-- Data for this exercise --
──────────
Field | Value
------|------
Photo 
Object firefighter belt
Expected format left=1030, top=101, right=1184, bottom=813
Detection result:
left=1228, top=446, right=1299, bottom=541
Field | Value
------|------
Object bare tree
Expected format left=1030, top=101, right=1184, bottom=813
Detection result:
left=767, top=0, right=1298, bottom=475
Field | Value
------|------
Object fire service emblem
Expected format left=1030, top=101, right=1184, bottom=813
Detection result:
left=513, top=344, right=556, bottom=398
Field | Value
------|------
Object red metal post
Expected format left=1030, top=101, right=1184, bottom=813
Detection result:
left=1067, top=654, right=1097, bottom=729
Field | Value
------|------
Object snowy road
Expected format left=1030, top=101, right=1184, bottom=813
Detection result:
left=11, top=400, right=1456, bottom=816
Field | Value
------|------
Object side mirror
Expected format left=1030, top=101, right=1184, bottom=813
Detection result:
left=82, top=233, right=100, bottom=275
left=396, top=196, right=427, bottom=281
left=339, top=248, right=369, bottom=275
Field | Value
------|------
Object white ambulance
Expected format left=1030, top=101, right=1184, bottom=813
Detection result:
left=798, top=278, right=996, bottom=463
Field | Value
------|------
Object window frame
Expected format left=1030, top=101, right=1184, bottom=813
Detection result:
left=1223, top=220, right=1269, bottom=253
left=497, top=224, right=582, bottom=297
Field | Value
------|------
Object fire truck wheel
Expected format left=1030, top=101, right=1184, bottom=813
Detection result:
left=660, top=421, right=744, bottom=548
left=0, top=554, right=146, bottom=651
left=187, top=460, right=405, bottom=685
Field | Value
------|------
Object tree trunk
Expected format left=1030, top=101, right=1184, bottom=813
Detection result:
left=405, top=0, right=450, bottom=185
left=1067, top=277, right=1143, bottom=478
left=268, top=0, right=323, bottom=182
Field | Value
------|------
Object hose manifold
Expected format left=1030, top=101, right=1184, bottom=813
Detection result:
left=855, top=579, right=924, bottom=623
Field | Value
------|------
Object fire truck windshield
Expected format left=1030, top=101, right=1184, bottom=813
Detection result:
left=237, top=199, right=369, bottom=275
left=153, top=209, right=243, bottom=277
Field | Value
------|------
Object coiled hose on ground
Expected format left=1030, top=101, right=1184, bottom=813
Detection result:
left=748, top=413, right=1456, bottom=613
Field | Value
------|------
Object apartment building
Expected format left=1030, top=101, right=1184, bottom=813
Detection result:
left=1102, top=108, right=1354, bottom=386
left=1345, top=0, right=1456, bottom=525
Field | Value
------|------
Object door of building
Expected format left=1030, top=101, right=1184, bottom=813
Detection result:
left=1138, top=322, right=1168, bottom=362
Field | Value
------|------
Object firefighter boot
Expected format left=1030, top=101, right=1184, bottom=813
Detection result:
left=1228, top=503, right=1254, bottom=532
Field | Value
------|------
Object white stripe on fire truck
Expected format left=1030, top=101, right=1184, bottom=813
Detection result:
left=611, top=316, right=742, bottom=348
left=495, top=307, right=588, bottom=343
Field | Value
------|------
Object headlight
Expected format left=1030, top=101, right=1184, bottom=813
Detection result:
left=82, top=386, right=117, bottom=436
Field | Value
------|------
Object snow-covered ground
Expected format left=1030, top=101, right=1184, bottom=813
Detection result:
──────────
-- What this task involves --
How many lines in the rows above contain the string "hose"? Case counts, so give only the number.

-- Output of the task --
2